Retype all of the records below word for word, keeping every line in its original order.

Excerpts from location labeling data
######

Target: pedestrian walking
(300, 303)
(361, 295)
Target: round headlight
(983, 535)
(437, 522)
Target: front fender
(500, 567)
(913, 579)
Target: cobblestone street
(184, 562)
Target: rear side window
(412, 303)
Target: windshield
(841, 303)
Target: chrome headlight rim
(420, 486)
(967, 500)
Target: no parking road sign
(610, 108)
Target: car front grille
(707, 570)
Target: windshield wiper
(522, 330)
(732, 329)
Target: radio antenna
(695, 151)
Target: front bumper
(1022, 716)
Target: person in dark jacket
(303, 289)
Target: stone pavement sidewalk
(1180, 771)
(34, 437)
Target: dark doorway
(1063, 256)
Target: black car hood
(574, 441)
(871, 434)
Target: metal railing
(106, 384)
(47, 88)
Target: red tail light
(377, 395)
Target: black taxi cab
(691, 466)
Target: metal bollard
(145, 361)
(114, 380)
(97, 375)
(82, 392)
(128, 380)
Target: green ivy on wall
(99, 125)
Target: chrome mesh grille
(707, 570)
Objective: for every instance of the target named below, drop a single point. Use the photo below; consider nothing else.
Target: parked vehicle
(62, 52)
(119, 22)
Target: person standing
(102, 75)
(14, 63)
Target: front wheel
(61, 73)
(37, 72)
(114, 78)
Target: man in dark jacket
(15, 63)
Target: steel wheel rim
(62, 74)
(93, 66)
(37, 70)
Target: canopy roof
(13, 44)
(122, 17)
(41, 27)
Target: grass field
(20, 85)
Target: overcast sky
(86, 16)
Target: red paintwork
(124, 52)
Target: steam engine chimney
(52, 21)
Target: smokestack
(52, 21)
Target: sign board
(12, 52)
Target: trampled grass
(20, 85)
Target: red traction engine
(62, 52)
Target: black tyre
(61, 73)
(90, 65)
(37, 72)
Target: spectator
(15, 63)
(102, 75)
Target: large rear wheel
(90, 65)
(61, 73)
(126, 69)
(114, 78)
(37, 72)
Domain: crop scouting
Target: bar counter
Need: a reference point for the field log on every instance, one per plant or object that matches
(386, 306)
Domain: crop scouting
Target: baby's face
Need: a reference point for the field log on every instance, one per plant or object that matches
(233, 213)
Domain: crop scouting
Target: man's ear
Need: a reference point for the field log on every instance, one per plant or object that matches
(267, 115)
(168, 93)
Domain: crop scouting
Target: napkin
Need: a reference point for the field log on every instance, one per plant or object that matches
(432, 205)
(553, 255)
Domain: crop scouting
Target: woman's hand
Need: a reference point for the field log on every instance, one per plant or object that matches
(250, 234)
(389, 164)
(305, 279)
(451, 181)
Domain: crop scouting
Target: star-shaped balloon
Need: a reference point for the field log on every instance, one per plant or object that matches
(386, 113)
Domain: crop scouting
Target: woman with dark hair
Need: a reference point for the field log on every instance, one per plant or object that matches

######

RESULT OF THE TASK
Target: pedestrian walking
(300, 303)
(361, 295)
Target: round headlight
(983, 535)
(437, 522)
Target: front fender
(500, 567)
(913, 579)
Target: cobblestone street
(184, 562)
Target: rear side window
(412, 303)
Target: windshield
(841, 303)
Target: chrome headlight rim
(420, 486)
(967, 500)
Target: no parking road sign
(610, 108)
Target: car front grille
(707, 570)
Target: windshield wiper
(522, 330)
(732, 329)
Target: radio antenna
(695, 151)
Target: front bumper
(1022, 716)
Target: person in dark jacket
(303, 289)
Target: stone pavement sidewalk
(1180, 771)
(34, 437)
Target: dark doorway
(1063, 256)
Target: black car hood
(574, 441)
(871, 434)
Target: metal railing
(106, 384)
(47, 88)
Target: red tail light
(377, 395)
Target: black taxi cab
(691, 466)
Target: metal bollard
(145, 361)
(114, 380)
(97, 375)
(82, 392)
(128, 380)
Target: green ivy on wall
(99, 125)
Target: chrome mesh grille
(707, 570)
Objective: for every instance of the target named below, drop a single point. Use the photo below; consider nothing else.
Target: parked vehicle
(62, 52)
(119, 22)
Target: person standing
(102, 75)
(14, 63)
Target: front wheel
(61, 73)
(37, 72)
(114, 78)
Target: man in dark jacket
(15, 63)
Target: steel wheel rim
(62, 74)
(93, 66)
(37, 70)
Target: canopy roof
(13, 44)
(122, 17)
(41, 27)
Target: grass field
(20, 85)
Target: overcast sky
(86, 16)
Target: red paintwork
(124, 52)
Target: steam engine chimney
(52, 21)
Target: smokestack
(52, 21)
Target: sign board
(12, 52)
Target: trampled grass
(20, 85)
Target: red traction engine
(62, 52)
Target: black tyre
(61, 73)
(90, 65)
(37, 72)
Target: spectator
(15, 63)
(102, 75)
Target: large rear wheel
(90, 65)
(61, 73)
(126, 69)
(114, 78)
(37, 72)
Domain: crop scouting
Target: bar counter
Need: a reference point for the field log on every instance, one per plant or object that matches
(386, 306)
Domain: crop scouting
Target: baby's face
Need: a reference point for the field log on every instance, one per plant or object that matches
(233, 213)
Domain: crop scouting
Target: man's ear
Need: a reference point for the field log on every instance, one per plant or object that matches
(267, 115)
(168, 93)
Domain: crop scouting
Target: napkin
Need: a reference point for the field log on every instance, one per plant or object that matches
(432, 205)
(553, 255)
Domain: crop scouting
Target: woman's hand
Need: a reference point for the field log on every instance, one per plant or object that matches
(250, 234)
(389, 164)
(305, 279)
(451, 181)
Domain: crop scouting
Target: star-shaped balloon
Need: a reference point for the field log on every instance, one per plant or object that matches
(386, 113)
Domain: crop scouting
Target: woman with dark hair
Need: a reference point for the field log on every instance, one per plant or object that matches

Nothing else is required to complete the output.